— START Records supplied —
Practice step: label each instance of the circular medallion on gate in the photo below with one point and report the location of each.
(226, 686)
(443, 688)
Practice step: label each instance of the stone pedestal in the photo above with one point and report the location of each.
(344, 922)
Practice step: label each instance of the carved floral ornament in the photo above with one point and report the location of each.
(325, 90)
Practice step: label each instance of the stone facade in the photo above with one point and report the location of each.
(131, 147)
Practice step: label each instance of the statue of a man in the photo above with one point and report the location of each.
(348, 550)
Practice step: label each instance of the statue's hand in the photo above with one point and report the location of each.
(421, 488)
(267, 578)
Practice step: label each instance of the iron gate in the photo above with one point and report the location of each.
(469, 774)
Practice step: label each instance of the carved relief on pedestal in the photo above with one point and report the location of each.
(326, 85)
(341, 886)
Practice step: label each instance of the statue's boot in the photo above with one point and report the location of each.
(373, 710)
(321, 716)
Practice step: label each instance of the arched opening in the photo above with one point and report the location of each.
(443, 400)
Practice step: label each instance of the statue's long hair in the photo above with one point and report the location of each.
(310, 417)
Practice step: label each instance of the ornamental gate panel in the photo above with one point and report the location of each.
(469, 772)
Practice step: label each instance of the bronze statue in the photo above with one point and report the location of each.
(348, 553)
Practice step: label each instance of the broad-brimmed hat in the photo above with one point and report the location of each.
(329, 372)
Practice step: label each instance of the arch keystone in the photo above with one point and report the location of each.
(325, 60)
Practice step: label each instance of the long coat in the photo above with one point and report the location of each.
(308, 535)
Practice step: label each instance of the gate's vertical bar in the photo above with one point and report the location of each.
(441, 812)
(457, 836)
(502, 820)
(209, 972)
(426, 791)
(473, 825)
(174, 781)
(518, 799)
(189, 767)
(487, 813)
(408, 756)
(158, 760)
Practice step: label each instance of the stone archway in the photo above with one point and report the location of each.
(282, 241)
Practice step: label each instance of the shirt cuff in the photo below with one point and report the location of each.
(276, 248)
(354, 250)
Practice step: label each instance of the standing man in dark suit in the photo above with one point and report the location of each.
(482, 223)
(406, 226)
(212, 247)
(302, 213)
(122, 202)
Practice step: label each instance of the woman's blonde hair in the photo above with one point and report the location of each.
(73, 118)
— END Records supplied —
What is expected
Set down, word for word, the part of the records that opens with the line containing "Practice step: label each instance of the standing" and runs through the end of the records.

Solution below
Practice step: label each instance of the standing man in dark suit in the photo above with one point and report the location of each.
(482, 223)
(406, 226)
(212, 247)
(302, 213)
(122, 202)
Practice step: label each instance of the woman's blonde hair in the photo above with one point and report the location of each.
(73, 118)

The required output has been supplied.